PROVIDED TEXT ->
##############################
These channels are responsible for controlling the amount and timing of calcium entry into many cell types throughout the body.  

When a mutation occurs within one of these channels, calcium entry is altered, resulting in abnormal function of multiple organs including the heart and the brain. 

Our lab focuses on understanding exactly how each of these mutations changes calcium entry. By understanding the mechanisms which are disrupted, we are able to better predict treatment outcomes, as well as enable new treatment strategies for patients. 

Thus far, our ongoing research has uncovered a challenge in the use of currently available therapeutics. Specifically, we have found that the mechanism by which many mutations disrupt the channels results in a decrease in the efficacy of calcium channel blockers on the channels which harbor TS mutations, making these drugs less effective for TS patients. 

In order to get past this challenge, our lab is working to develop new approaches to treatment.
##############################
(Spatial localization records)
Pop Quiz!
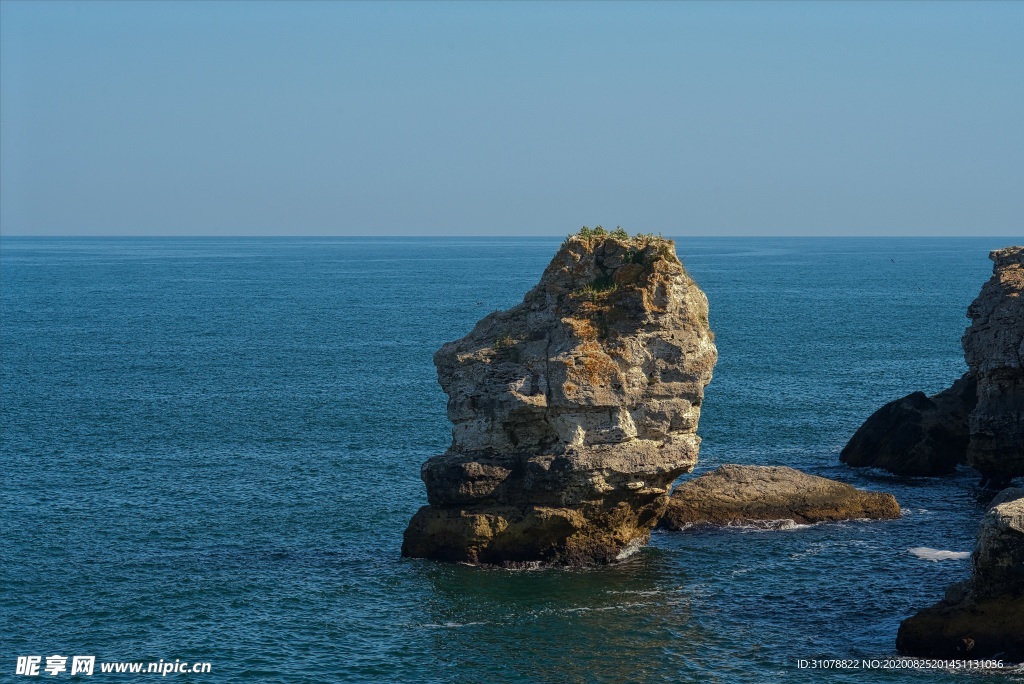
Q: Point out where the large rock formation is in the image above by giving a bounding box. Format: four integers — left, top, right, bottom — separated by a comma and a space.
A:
840, 247, 1024, 487
963, 247, 1024, 486
402, 233, 718, 564
896, 488, 1024, 662
659, 465, 900, 529
840, 373, 977, 475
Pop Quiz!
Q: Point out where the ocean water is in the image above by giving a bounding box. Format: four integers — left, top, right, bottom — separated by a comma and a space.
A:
0, 233, 1024, 683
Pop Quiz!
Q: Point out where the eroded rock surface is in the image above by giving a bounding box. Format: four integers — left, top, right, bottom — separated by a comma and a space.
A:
963, 247, 1024, 486
896, 487, 1024, 662
840, 247, 1024, 481
840, 373, 977, 475
659, 465, 900, 529
402, 236, 718, 564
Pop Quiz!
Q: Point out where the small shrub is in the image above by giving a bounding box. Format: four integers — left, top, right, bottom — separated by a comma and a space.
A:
590, 275, 616, 292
##############################
TASK INSTRUCTIONS ->
a. In the passage on calcium channel mutations, what effect does the mechanism by which many mutations disrupt the channels have on calcium channel blockers?
b. Extend the passage on calcium channel mutations by writing what follows its final sentence.

TASK-BY-TASK RESULTS ->
a. It decreases the efficacy of calcium channel blockers on channels harboring TS mutations, making these drugs less effective for TS patients.

b.
We utilise induced pluripotent stem cells (iPSCs) to evaluate the efficacy of new treatment strategies. iPSCs are cells derived from a patient, which can be grown in culture and differentiated into any cell type. 

In our lab, we generate both cardiac cells and neurons out of iPSCs, allowing us to study the effects of Timothy Syndrome on both the heart and the brain. With these cells, we are testing novel therapeutic strategies based on reducing the number of channels harboring the TS mutations.

Overall, we aim to better understand the precise deficits in channel function that cause TS, and use these insights to guide new treatment strategies.